**TEXT PROVIDED:**
NoETL Observability Services
Complete guide for ClickHouse, Qdrant, and NATS integration in NoETL infrastructure.
Overview
NoETL includes three observability and data services:
- ClickHouse: OLAP database for logs, metrics, and traces
- Qdrant: Vector database for embeddings and semantic search
- NATS JetStream: Messaging and key-value store
Quick Start
Activate All Services
task observability:activate-all
Deactivate All Services
task observability:deactivate-all
Individual Service Control
# Activate individual services
task observability:activate-clickhouse
task observability:activate-qdrant
task observability:activate-nats
# Deactivate individual services
task observability:deactivate-clickhouse
task observability:deactivate-qdrant
task observability:deactivate-nats
ClickHouse
Purpose
Columnar analytical database for high-performance analytics on logs, metrics, and traces.
Access Points
- HTTP:
localhost:30123(NodePort) - Native:
localhost:30900(NodePort) - MCP Server:
localhost:8124
Key Features
- OpenTelemetry-compatible schema
- 4 main tables: logs, metrics, traces, noetl_events
- Materialized views for analytics
- ZSTD compression, bloom filter indexes
- TTL policies (30-90 days)
Common Tasks
task clickhouse:status # Show status
task clickhouse:connect # Connect to CLI
task clickhouse:query -- "..." # Execute query
task clickhouse:health # Health check
task clickhouse:logs # View logs
task clickhouse:port-forward # Port forwarding
Documentation
See docs/clickhouse_observability.md for detailed guide.

**LISTED ENTRIES:**
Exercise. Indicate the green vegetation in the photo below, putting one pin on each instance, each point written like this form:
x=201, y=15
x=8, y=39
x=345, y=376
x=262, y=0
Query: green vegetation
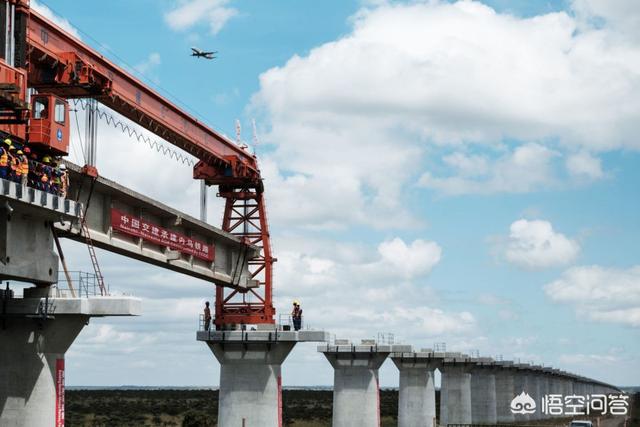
x=197, y=408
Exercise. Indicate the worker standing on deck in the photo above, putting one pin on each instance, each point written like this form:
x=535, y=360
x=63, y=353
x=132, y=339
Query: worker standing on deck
x=23, y=166
x=296, y=316
x=45, y=178
x=13, y=164
x=207, y=316
x=4, y=159
x=64, y=180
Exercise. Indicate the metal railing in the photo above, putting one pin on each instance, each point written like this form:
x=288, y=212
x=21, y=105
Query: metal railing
x=285, y=323
x=85, y=285
x=386, y=338
x=506, y=425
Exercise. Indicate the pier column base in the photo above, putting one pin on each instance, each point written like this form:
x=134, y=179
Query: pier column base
x=250, y=373
x=356, y=389
x=417, y=395
x=35, y=334
x=483, y=394
x=455, y=394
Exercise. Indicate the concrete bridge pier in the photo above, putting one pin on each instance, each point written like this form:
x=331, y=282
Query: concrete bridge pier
x=504, y=391
x=521, y=385
x=417, y=395
x=483, y=392
x=535, y=385
x=455, y=393
x=36, y=333
x=356, y=389
x=250, y=373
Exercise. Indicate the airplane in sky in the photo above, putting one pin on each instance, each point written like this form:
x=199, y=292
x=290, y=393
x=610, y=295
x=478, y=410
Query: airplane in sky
x=201, y=54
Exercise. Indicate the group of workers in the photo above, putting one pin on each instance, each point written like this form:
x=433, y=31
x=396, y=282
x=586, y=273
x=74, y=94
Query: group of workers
x=296, y=316
x=20, y=164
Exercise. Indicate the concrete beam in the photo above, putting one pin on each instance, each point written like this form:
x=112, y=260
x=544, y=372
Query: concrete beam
x=26, y=242
x=229, y=268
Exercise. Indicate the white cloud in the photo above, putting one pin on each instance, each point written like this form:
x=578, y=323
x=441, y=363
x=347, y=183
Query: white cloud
x=352, y=120
x=411, y=260
x=534, y=244
x=584, y=165
x=527, y=168
x=152, y=61
x=602, y=294
x=48, y=13
x=187, y=13
x=622, y=16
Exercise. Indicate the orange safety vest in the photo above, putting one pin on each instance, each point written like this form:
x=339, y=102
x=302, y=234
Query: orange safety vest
x=15, y=166
x=25, y=165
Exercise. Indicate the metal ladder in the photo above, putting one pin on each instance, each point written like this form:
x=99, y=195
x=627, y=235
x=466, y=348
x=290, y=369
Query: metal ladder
x=94, y=258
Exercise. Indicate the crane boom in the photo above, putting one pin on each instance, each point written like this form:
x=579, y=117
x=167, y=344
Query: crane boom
x=60, y=66
x=63, y=65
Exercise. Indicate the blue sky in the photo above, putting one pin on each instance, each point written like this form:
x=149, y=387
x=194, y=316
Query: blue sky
x=450, y=172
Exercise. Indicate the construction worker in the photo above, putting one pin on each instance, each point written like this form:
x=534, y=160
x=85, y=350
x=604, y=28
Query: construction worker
x=45, y=177
x=207, y=316
x=64, y=180
x=13, y=164
x=4, y=159
x=296, y=316
x=23, y=166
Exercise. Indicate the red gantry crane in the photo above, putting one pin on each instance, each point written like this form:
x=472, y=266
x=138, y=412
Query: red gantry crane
x=37, y=55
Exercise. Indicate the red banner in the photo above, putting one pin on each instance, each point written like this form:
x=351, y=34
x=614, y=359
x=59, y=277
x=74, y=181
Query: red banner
x=60, y=393
x=138, y=227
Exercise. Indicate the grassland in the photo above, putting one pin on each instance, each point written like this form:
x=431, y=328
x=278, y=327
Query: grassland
x=198, y=408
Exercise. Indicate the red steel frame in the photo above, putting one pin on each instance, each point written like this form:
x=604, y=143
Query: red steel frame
x=62, y=65
x=245, y=217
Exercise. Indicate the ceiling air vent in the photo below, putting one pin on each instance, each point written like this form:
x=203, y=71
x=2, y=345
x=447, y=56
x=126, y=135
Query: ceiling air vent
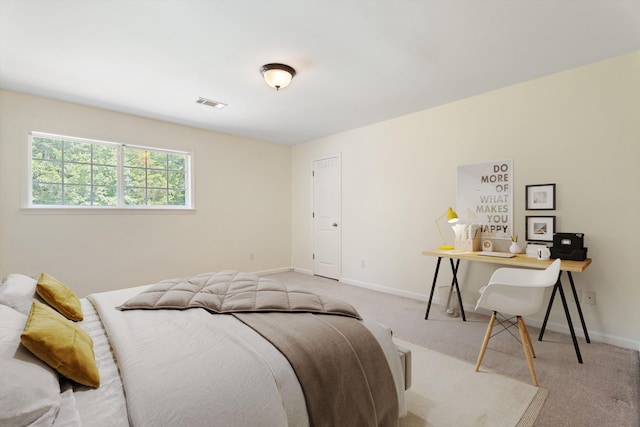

**SET OF TASKS:**
[1] In the observability services guide, reproduce the stretch from "Common Tasks" through "for detailed guide.", substituting "Display logs" for "View logs".
[2] Answer these from the observability services guide:
(a) What does the guide say Qdrant is used for?
(b) At what address is the ClickHouse MCP Server reachable?
(c) What range do the ClickHouse TTL policies cover?
[3] Extend the observability services guide past its final line.
The records play no part in what follows.

**WRITTEN RESPONSES:**
[1]
Common Tasks
task clickhouse:status # Show status
task clickhouse:connect # Connect to CLI
task clickhouse:query -- "..." # Execute query
task clickhouse:health # Health check
task clickhouse:logs # Display logs
task clickhouse:port-forward # Port forwarding
Documentation
See docs/clickhouse_observability.md for detailed guide.

[2]
(a) Qdrant is a vector database for embeddings and semantic search.
(b) localhost:8124
(c) 30-90 days

[3]
Qdrant
Purpose
Vector similarity search engine for embeddings, semantic search, and RAG applications.
Access Points
- HTTP API:
localhost:30633(NodePort) - gRPC API:
localhost:30634(NodePort)
Key Features
- Vector similarity search
- Extended filtering support
- On-disk payload storage
- Collection-based organization
- 5GB persistent storage
Common Tasks
task qdrant:status # Show status
task qdrant:health # Health check
task qdrant:collections # List collections
task qdrant:logs # View logs
task qdrant:port-forward # Port forwarding
task qdrant:test # Run tests
API Examples
Create Collection
curl -X PUT "http://localhost:30633/collections/my_collection" \
-H "Content-Type: application/json" \
-d '{
"vectors": {
"size": 384,
"distance": "Cosine"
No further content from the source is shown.